• Quoted passage
But analysts say some officials are pressing for Jordan to follow the example of Morocco, which recently unveiled an Al Qaeda catch, to save Jordan from sacrificing its status as Washington's closest ally in the Arab world.
Jordan was the only Arab state to send peacekeepers to Kabul, and it conducts frequent military exercises with the US. A third of its $450 million US aid budget goes to military aid. But on Saturday, the Jordanian Foreign Minister denied reports in a Lebanese newspaper, Al Safir, that 2,000 US troops were based in Jordan to prepare for an attack on Iraq.
Jordanian officials say popular anger at perceived US support for Israel's onslaught against the Palestinians and America's active role in isolating Iraq has turned to helpless resignation.

• Data for locating points
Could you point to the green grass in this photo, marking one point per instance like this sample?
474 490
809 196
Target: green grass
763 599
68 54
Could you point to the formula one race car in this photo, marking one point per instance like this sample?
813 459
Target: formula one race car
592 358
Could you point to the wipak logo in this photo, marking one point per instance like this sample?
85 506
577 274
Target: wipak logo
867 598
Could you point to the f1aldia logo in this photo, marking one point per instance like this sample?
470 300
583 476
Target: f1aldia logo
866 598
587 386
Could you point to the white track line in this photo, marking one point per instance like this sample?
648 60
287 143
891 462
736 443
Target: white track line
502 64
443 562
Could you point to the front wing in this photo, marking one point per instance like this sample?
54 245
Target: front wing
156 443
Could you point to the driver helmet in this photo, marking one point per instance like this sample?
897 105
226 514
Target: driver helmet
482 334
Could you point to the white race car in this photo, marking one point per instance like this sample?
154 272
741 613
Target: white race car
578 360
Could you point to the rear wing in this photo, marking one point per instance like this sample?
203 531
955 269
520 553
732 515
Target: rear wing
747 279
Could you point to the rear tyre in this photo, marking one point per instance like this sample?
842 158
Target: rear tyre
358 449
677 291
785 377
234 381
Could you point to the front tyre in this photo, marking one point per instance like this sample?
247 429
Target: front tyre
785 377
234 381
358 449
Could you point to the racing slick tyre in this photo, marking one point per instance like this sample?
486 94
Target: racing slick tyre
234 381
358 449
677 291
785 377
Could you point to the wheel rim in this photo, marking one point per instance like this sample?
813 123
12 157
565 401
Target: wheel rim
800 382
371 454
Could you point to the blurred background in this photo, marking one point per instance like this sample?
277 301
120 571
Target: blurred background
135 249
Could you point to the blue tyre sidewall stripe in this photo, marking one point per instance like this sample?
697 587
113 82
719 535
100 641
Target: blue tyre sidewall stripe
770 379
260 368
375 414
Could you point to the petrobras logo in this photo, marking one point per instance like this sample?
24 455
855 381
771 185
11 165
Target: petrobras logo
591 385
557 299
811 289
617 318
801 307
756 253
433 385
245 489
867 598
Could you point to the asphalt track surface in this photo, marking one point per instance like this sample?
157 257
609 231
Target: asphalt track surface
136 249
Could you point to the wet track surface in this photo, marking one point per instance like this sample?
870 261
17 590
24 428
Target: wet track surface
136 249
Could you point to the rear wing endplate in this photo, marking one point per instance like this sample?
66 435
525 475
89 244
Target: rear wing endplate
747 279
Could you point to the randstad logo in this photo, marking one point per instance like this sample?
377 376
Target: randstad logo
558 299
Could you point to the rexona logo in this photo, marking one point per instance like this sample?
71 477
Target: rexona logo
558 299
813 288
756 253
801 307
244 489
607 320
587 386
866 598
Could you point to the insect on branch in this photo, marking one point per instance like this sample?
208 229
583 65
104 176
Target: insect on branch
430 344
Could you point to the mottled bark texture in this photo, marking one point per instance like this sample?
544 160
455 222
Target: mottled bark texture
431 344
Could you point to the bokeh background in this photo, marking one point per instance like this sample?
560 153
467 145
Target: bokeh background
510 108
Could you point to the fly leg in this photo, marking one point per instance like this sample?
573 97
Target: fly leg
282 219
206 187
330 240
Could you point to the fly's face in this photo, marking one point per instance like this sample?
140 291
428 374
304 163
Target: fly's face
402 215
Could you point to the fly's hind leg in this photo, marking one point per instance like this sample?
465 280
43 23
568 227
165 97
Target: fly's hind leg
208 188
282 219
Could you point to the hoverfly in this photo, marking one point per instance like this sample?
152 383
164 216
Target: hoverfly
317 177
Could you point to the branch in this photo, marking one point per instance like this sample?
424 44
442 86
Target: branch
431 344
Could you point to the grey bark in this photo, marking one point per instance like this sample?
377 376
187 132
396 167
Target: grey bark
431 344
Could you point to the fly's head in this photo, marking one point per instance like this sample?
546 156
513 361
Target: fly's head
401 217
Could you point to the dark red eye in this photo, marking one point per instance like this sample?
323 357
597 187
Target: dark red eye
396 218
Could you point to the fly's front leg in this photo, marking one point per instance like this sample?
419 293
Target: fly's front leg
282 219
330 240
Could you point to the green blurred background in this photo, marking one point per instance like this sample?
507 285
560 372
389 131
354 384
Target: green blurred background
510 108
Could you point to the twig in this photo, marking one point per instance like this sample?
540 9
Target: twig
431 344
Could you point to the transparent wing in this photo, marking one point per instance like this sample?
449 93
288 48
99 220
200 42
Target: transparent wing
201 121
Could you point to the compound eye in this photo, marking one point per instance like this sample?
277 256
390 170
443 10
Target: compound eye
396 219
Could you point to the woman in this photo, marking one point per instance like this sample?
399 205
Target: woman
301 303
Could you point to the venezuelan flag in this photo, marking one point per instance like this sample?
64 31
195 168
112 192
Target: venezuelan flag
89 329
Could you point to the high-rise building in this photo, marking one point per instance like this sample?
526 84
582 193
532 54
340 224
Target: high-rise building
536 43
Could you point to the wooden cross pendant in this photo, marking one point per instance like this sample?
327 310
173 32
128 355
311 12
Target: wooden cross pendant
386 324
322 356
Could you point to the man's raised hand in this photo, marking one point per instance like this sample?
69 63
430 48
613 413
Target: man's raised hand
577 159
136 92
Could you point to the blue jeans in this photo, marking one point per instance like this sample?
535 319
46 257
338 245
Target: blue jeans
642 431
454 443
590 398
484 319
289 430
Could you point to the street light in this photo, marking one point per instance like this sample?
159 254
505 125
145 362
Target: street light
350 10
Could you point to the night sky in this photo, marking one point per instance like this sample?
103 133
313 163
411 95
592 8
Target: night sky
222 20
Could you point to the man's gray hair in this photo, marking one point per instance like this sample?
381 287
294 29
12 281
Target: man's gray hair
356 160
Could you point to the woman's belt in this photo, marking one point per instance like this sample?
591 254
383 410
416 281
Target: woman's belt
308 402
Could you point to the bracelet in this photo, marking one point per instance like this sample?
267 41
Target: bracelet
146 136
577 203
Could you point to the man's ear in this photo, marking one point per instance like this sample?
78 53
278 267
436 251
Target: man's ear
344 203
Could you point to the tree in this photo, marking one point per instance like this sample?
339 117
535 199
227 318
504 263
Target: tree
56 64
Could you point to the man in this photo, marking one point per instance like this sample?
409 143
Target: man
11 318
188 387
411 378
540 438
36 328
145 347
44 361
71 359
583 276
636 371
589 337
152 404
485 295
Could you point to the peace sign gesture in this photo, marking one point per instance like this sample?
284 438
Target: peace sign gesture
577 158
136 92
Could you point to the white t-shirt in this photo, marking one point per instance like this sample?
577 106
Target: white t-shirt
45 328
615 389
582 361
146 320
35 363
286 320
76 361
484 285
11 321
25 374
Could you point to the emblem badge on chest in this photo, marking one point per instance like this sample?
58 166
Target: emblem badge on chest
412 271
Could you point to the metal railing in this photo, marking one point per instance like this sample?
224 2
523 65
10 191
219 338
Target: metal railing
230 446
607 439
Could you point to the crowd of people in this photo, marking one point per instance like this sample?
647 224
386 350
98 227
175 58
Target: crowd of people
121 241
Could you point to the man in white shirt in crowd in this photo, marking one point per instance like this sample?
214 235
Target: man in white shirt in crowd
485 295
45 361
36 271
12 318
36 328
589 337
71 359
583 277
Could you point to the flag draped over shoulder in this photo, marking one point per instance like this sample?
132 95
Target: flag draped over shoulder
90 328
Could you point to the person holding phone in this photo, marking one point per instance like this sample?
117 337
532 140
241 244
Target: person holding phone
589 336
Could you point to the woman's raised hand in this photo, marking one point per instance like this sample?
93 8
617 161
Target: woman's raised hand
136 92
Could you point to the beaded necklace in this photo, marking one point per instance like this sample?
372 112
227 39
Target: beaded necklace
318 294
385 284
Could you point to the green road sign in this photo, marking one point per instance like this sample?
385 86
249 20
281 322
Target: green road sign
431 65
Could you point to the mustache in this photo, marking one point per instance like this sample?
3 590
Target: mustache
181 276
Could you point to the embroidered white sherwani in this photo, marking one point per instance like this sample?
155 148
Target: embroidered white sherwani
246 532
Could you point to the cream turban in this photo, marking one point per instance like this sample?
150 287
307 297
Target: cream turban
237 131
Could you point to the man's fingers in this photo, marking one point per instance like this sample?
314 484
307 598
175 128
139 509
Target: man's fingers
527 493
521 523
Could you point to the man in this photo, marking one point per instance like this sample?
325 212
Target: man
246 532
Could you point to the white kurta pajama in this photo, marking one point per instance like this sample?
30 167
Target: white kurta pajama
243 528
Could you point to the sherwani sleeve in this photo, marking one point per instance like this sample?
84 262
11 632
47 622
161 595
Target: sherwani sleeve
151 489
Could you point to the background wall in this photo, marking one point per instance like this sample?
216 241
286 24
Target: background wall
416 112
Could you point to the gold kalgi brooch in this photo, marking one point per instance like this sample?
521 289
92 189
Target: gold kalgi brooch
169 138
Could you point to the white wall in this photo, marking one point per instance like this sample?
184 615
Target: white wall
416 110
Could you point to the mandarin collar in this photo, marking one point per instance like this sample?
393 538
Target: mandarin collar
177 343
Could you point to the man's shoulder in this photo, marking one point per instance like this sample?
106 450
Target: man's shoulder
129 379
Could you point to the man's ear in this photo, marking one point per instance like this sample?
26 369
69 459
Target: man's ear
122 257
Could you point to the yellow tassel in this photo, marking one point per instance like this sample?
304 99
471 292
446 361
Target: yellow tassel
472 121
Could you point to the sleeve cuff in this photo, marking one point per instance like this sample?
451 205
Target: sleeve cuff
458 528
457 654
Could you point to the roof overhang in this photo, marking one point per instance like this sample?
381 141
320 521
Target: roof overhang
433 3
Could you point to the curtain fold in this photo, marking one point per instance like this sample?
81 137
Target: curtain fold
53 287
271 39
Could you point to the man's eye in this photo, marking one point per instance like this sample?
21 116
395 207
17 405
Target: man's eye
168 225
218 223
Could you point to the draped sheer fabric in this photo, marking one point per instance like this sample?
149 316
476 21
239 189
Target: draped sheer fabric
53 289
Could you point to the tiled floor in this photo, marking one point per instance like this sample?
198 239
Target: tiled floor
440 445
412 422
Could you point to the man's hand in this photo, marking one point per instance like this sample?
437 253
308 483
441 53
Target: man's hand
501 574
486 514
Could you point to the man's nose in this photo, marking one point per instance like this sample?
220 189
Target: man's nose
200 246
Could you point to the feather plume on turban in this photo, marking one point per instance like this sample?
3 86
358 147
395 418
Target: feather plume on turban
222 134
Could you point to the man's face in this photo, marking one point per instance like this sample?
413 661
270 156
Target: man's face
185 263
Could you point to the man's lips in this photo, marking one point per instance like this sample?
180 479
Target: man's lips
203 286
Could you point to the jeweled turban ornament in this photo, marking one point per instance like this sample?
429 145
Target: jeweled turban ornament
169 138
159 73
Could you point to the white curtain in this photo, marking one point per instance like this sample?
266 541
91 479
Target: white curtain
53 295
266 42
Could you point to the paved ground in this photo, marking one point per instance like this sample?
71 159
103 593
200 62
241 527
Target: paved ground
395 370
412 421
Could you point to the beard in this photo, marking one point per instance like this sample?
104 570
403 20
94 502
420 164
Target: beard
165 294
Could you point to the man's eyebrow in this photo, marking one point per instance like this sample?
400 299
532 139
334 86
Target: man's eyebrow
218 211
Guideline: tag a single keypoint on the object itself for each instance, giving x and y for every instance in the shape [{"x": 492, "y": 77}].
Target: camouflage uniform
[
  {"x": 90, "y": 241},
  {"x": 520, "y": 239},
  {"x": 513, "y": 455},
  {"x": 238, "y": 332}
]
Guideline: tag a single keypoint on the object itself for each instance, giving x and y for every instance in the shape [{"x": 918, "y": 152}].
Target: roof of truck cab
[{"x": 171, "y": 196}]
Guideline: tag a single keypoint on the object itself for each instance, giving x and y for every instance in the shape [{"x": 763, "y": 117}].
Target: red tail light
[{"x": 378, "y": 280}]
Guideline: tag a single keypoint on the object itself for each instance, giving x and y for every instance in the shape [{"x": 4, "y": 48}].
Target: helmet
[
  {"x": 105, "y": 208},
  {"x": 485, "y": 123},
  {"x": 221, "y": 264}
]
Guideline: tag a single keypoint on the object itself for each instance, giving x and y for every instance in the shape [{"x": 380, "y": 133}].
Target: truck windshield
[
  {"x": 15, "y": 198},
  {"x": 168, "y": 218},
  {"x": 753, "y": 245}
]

• What is being asked
According to the passage on Jordan and the US, why are some officials pressing for Jordan to follow the example of Morocco? Answer in one to three sentences.

• Task answer
Analysts say some officials want Jordan to follow Morocco, which recently unveiled an Al Qaeda catch. They hope this will save Jordan from sacrificing its status as Washington's closest ally in the Arab world.